### PROBLEM TO WORK ON
Rewrite the items from the line with "Robotics grasp planner here. Where is the tree" up to and including the line with "top-left (572, 516), bottom-right (642, 584)", swapping "granite" for "sandstone" and keeping everything else the same.

### INFORMATION SHOWN

+ + + + +

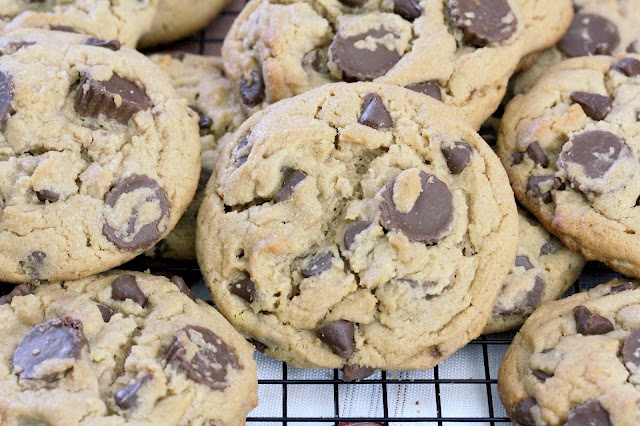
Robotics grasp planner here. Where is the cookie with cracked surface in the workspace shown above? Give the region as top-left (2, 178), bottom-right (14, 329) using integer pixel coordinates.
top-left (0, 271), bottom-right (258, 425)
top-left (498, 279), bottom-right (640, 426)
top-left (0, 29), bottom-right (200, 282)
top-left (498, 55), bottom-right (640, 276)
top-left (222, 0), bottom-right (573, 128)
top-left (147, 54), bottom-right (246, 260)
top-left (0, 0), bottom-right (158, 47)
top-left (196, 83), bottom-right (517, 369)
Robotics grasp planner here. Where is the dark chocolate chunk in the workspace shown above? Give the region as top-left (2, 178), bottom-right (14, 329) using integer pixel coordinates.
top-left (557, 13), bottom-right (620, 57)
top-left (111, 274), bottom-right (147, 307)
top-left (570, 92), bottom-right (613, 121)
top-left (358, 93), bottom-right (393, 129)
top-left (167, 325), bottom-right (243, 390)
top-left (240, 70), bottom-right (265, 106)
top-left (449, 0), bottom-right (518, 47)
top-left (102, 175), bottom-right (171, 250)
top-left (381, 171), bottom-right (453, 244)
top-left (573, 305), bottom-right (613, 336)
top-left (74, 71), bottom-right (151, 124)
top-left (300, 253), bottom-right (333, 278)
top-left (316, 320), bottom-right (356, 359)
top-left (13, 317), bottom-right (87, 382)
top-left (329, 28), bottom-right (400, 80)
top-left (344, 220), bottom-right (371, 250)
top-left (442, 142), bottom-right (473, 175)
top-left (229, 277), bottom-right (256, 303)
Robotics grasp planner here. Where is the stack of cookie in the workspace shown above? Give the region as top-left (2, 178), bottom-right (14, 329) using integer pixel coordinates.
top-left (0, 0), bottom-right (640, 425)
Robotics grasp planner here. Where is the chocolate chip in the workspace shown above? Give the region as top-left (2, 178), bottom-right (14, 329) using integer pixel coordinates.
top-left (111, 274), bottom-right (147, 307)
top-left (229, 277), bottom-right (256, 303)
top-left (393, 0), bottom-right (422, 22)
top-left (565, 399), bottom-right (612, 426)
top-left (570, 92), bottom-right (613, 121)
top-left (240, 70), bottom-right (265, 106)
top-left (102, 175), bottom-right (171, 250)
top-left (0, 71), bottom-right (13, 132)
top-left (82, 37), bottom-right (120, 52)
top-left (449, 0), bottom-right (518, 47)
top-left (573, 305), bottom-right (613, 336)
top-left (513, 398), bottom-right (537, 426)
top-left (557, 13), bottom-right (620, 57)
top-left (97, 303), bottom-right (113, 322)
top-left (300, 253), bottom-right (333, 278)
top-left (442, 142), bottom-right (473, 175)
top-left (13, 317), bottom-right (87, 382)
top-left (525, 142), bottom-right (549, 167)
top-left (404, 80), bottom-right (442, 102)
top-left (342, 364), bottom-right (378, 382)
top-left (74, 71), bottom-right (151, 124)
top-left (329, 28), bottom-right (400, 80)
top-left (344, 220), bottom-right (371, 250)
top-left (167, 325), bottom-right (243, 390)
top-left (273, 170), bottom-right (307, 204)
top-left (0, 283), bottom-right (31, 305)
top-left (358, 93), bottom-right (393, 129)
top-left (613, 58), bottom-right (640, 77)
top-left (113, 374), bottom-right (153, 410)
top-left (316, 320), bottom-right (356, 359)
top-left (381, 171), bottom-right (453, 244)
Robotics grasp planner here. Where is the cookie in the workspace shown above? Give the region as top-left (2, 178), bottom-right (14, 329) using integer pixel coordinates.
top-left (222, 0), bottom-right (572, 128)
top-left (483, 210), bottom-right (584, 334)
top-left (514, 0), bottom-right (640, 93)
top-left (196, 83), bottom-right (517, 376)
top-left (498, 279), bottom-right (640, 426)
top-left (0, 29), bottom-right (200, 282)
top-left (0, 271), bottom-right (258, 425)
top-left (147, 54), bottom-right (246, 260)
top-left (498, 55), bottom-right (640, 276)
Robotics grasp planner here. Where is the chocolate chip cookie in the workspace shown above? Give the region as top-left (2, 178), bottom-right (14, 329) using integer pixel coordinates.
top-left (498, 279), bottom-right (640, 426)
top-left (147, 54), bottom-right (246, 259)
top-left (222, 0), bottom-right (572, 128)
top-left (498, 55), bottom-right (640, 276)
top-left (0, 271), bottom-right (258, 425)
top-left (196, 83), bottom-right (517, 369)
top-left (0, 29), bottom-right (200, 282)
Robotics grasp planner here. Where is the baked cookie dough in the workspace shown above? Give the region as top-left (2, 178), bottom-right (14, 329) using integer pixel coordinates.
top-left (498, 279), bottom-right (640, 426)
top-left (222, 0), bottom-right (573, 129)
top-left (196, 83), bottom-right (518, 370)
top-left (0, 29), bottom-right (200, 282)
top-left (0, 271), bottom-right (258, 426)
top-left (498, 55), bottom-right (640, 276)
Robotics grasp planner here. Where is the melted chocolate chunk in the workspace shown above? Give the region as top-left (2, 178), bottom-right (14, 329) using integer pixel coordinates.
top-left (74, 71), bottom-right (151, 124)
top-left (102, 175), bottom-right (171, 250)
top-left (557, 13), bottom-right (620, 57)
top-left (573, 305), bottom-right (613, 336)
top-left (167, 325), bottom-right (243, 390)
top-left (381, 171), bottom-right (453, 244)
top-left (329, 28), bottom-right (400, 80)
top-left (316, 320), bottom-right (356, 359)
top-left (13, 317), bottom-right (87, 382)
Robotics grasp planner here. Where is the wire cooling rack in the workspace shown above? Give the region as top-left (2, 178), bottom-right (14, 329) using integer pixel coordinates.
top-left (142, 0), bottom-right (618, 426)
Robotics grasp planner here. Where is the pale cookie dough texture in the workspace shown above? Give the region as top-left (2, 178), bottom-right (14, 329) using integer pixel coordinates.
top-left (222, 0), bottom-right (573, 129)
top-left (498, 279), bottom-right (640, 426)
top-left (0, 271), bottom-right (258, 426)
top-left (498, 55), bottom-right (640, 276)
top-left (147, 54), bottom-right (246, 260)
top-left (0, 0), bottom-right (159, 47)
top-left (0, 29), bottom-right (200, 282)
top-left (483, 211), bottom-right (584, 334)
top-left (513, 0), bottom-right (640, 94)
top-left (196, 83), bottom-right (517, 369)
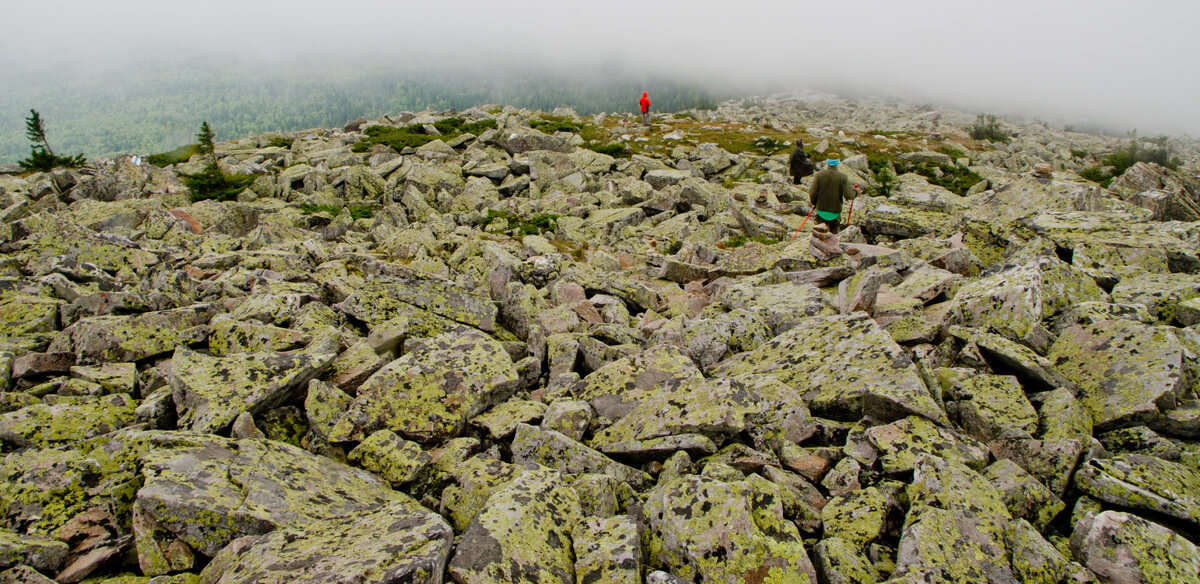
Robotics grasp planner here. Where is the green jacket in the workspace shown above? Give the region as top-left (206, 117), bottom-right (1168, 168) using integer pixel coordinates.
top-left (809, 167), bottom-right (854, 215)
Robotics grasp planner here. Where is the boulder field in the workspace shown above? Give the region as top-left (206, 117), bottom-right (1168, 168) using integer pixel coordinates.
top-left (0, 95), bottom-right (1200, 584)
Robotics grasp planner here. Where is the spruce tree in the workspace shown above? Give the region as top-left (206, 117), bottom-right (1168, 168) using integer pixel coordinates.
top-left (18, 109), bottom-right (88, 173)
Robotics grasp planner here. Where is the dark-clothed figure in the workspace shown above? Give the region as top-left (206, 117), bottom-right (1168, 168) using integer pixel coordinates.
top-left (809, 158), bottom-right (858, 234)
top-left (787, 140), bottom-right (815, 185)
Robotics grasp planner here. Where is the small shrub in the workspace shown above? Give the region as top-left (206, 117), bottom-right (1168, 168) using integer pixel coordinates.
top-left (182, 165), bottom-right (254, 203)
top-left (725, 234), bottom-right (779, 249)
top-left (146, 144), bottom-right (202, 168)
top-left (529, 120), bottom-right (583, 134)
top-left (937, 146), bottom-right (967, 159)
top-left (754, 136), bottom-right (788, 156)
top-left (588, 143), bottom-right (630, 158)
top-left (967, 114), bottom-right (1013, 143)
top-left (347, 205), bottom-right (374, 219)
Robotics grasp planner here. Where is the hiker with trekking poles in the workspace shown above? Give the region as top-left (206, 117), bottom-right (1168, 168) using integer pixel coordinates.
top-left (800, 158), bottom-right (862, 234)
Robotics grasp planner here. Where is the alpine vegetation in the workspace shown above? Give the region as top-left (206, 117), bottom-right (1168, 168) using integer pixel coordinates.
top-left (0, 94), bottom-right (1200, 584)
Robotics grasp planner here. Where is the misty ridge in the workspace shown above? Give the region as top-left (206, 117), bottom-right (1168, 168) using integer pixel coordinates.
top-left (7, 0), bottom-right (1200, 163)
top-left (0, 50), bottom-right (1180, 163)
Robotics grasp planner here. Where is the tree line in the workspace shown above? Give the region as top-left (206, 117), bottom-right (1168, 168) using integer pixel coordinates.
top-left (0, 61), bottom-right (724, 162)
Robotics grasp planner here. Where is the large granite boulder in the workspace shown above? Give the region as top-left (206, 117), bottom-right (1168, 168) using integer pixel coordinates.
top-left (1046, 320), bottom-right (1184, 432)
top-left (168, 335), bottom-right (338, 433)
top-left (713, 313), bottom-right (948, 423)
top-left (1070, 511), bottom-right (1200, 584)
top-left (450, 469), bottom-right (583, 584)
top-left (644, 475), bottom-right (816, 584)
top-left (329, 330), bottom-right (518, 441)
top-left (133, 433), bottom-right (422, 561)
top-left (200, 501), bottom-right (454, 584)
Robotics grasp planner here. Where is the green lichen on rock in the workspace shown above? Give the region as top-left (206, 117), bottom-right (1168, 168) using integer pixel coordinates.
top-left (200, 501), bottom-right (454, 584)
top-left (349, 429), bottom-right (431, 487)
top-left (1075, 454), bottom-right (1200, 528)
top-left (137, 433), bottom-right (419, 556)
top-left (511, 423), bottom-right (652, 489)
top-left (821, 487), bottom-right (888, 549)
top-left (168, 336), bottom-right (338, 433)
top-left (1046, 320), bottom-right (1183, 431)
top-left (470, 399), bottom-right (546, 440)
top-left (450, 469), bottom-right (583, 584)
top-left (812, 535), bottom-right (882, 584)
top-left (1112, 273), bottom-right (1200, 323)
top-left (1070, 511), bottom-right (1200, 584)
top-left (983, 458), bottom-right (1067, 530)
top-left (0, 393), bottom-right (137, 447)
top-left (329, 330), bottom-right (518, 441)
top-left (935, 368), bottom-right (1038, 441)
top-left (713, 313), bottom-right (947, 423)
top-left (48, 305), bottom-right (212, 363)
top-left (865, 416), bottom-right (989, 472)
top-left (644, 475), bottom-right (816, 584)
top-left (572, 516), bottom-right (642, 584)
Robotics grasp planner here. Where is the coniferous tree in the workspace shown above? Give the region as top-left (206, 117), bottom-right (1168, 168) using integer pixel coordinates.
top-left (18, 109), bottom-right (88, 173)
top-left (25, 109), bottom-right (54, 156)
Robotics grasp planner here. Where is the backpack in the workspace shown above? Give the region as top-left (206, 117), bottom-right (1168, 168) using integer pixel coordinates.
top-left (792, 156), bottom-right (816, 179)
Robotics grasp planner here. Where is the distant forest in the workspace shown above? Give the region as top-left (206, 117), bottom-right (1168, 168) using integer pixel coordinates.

+ + + + +

### THE RESPONSE
Robotics grasp planner here. Where is the tree line in the workspace shown above? Give the region as top-left (206, 117), bottom-right (1168, 168) using integer pixel coordinates.
top-left (0, 61), bottom-right (724, 162)
Robotics grasp planner here. Where is the large sandstone boulder in the workspace shown above? Give the region as top-left (206, 117), bottom-right (1168, 168) using integer pixel coordinates.
top-left (1046, 320), bottom-right (1184, 432)
top-left (168, 335), bottom-right (338, 433)
top-left (713, 313), bottom-right (948, 423)
top-left (1070, 511), bottom-right (1200, 584)
top-left (450, 469), bottom-right (583, 584)
top-left (644, 475), bottom-right (816, 584)
top-left (329, 330), bottom-right (518, 441)
top-left (133, 433), bottom-right (422, 561)
top-left (200, 501), bottom-right (454, 584)
Robotics grasp planner here. Where is the green lichen on rock in the workspace shown above? Give the region as top-left (206, 117), bottom-right (1168, 168) using integer pixel coordinates.
top-left (200, 501), bottom-right (454, 584)
top-left (349, 429), bottom-right (431, 487)
top-left (1075, 454), bottom-right (1200, 528)
top-left (137, 433), bottom-right (419, 556)
top-left (511, 423), bottom-right (652, 489)
top-left (821, 487), bottom-right (888, 549)
top-left (168, 336), bottom-right (338, 433)
top-left (1046, 320), bottom-right (1183, 431)
top-left (470, 399), bottom-right (546, 440)
top-left (450, 469), bottom-right (583, 584)
top-left (812, 535), bottom-right (882, 584)
top-left (1112, 273), bottom-right (1200, 323)
top-left (1070, 511), bottom-right (1200, 584)
top-left (983, 458), bottom-right (1067, 530)
top-left (0, 393), bottom-right (137, 447)
top-left (329, 330), bottom-right (518, 441)
top-left (935, 368), bottom-right (1038, 441)
top-left (713, 313), bottom-right (947, 423)
top-left (48, 305), bottom-right (212, 363)
top-left (865, 416), bottom-right (989, 472)
top-left (644, 475), bottom-right (816, 584)
top-left (572, 516), bottom-right (642, 584)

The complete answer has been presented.